#### Your goal:
Reproduce the material from the line with "the nudibranch's body?" to the line with "[369,183,405,299]", including the requests, and raise every bounding box coordinate by 32. Leave out the pictures.

Items from a data source:
· · ·

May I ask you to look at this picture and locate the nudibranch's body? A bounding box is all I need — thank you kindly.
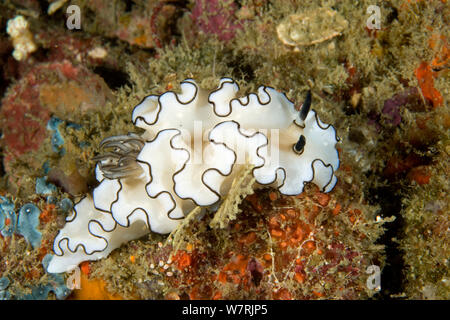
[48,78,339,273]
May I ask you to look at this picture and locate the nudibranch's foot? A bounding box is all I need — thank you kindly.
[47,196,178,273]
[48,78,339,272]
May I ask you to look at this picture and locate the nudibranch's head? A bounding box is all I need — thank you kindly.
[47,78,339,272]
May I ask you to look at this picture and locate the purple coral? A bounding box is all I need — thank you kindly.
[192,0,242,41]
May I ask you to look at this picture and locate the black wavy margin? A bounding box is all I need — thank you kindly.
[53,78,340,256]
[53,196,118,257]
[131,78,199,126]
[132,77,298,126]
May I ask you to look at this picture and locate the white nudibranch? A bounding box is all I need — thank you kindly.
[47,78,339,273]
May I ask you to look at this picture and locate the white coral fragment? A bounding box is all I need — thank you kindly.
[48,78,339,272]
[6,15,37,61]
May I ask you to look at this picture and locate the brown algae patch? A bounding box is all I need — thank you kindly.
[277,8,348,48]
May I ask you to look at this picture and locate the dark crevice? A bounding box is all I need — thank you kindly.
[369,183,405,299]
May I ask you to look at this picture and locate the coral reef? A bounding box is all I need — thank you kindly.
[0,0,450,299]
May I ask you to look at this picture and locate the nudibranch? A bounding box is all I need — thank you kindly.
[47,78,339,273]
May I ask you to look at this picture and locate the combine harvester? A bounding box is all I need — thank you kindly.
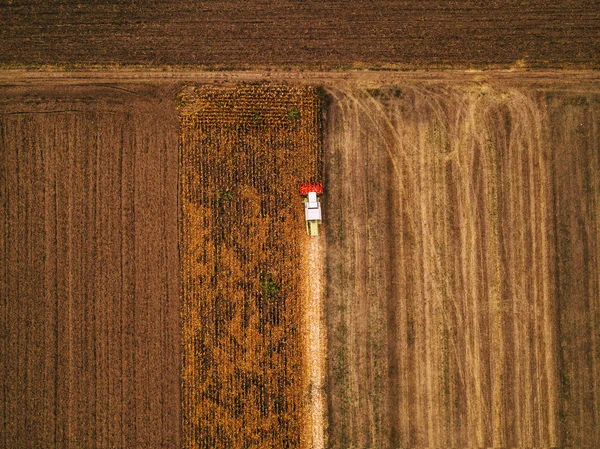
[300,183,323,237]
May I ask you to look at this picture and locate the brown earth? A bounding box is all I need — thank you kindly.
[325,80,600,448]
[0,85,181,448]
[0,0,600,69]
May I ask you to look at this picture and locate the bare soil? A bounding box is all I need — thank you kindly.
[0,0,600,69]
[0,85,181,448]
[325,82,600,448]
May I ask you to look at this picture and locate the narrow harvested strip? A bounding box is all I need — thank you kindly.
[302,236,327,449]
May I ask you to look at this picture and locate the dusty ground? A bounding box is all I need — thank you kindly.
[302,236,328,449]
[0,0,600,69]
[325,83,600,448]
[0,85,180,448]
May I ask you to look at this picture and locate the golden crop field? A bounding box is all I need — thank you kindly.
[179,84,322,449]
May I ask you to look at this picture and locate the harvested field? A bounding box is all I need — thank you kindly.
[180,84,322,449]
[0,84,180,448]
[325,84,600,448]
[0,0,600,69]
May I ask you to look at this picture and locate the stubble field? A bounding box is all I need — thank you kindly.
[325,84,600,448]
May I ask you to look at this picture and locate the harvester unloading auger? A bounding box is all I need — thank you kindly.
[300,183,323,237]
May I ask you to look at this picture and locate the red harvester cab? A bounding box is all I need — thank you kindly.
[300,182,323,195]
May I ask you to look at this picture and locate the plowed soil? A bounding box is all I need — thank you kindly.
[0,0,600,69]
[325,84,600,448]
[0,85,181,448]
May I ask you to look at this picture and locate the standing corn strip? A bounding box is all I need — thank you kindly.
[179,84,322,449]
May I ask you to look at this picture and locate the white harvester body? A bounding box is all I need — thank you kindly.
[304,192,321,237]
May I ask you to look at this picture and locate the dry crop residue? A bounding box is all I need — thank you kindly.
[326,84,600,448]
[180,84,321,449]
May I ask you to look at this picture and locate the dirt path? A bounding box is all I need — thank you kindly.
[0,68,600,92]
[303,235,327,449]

· · ·

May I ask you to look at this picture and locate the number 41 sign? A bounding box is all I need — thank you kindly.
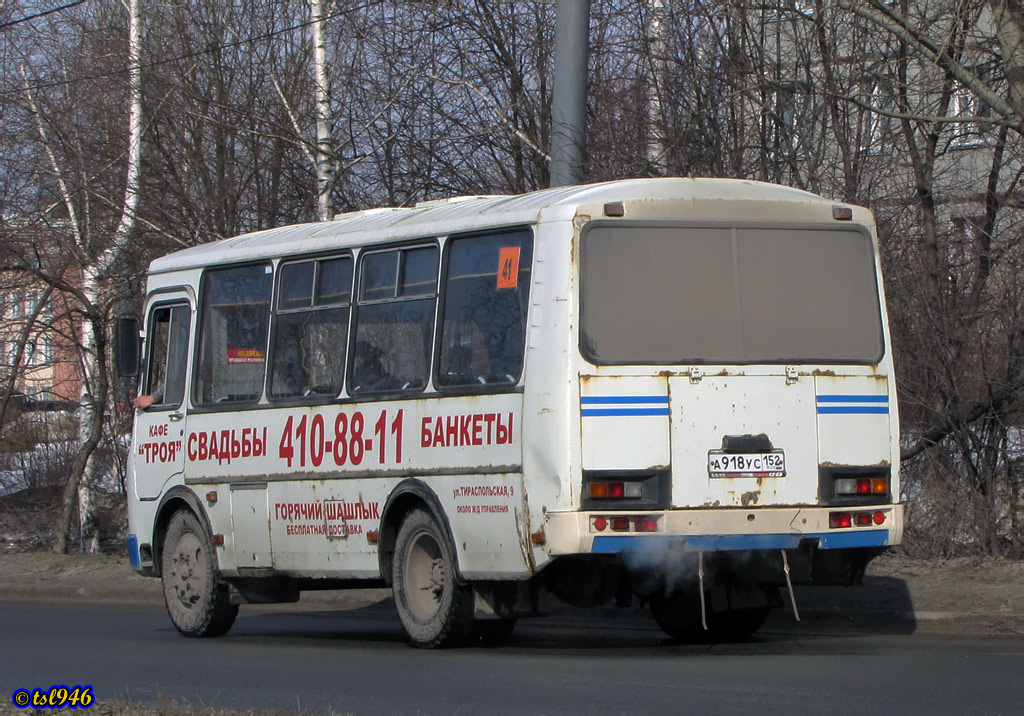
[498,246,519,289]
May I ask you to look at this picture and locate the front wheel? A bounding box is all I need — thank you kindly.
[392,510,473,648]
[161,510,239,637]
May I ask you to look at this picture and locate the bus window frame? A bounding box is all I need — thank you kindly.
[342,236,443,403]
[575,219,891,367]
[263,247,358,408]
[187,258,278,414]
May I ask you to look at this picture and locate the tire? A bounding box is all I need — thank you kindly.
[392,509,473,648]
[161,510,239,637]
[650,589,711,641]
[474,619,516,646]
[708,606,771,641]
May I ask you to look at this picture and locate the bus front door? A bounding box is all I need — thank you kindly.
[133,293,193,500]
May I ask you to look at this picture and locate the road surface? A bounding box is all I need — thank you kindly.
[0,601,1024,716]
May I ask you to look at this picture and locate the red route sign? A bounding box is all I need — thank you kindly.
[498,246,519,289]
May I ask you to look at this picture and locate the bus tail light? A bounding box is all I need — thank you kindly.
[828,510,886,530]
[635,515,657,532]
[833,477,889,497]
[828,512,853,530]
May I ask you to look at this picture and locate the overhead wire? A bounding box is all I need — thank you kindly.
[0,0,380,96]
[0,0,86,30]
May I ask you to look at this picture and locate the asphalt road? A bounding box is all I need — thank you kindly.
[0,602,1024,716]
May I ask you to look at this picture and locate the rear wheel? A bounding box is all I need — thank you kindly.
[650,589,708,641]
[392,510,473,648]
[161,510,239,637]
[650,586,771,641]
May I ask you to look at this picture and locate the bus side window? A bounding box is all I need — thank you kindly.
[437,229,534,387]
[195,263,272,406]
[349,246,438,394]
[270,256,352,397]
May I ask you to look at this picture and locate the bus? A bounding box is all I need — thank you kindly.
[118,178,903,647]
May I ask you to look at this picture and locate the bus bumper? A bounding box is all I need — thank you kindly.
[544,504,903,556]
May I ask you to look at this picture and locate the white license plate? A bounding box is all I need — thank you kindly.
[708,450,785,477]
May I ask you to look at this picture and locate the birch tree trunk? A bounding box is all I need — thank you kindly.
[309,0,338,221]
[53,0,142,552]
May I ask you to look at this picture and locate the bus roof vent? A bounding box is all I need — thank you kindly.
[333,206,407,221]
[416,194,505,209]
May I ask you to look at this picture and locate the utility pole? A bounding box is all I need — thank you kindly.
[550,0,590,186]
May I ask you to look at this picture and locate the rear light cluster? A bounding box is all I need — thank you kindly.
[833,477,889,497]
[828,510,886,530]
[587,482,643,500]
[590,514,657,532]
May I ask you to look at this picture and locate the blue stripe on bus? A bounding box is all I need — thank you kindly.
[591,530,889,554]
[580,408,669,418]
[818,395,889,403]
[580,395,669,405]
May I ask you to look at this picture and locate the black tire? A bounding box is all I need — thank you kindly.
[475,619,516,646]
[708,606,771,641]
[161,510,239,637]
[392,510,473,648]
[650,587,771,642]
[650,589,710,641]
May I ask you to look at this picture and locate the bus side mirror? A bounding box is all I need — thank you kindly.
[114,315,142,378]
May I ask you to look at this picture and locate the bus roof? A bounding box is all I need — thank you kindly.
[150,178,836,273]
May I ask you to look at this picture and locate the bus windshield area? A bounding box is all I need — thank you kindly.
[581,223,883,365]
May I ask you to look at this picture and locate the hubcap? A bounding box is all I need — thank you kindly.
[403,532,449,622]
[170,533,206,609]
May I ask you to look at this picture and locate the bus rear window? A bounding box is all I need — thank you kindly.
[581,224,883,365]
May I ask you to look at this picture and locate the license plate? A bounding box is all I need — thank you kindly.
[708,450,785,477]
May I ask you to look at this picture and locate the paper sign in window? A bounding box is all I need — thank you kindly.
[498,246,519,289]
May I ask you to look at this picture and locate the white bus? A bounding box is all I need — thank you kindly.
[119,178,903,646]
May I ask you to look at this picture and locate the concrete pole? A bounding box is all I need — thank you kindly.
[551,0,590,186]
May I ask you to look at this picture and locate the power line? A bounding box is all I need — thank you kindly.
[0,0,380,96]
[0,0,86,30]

· · ·

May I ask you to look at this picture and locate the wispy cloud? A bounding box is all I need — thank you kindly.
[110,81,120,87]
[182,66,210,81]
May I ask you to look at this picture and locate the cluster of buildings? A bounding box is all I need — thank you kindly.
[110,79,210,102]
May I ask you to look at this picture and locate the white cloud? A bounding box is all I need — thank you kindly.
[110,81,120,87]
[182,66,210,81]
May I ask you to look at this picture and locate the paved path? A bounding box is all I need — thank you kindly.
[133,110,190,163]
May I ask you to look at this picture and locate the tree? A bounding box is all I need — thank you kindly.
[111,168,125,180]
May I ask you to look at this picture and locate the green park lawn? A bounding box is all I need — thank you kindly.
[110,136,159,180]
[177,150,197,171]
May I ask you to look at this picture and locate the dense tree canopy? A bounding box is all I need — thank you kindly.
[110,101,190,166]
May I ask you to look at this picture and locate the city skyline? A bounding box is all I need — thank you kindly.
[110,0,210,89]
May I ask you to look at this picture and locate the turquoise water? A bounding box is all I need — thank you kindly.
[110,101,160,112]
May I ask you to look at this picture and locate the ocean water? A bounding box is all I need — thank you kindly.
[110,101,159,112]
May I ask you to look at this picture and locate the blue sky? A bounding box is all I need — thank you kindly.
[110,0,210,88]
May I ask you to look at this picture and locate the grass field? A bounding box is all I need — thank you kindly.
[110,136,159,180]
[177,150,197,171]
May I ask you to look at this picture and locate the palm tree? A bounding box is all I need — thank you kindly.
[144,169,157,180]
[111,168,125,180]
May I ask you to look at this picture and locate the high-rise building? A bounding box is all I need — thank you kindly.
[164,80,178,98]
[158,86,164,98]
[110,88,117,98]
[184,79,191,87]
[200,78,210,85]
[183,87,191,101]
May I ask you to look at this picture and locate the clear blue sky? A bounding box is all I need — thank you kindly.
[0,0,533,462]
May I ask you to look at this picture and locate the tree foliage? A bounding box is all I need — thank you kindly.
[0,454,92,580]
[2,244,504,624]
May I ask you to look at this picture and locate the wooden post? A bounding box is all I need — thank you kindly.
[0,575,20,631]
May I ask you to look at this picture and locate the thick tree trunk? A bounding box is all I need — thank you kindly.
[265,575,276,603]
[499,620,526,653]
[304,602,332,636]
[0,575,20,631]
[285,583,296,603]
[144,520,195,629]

· · ·

#### Problem solution:
May I ask you to look at this picture and locate the nudibranch's body? A bounding box is all I need — thank you kindly.
[80,110,371,305]
May I ask you to look at this picture and locate the nudibranch's foot? A bounding box is all I need — thank you kindly.
[79,228,210,305]
[80,110,371,304]
May I ask you to look at this picture and locate the nudibranch's head? A bounding box is all I need — thank you kindly.
[79,110,371,304]
May I ask you to look at this picture and locate the purple coral? A bounding box is all I need — thank you kindly.
[224,32,274,73]
May I ask you to look at this picture and locate the black wavy margin? A bounding box is all I need — thank you kindly.
[85,110,372,288]
[85,228,150,289]
[163,110,231,158]
[164,109,330,158]
May I ask you to look at this picture and locate the white nudibranch? A bounding box is all I need — thank you kindly.
[79,110,371,305]
May I ask you to look at this picture and locate the white coral fragment? A bounding box is all I need — thank you kindly.
[80,110,371,304]
[38,47,69,93]
May I ask you to look at this picture and locate the brown algae patch? A bounding box is all I need — thank you kindly.
[309,40,380,80]
May I ask you to look at this picture and locate the dark crevice? A bounding box is all I need — thank you kindly.
[401,215,437,331]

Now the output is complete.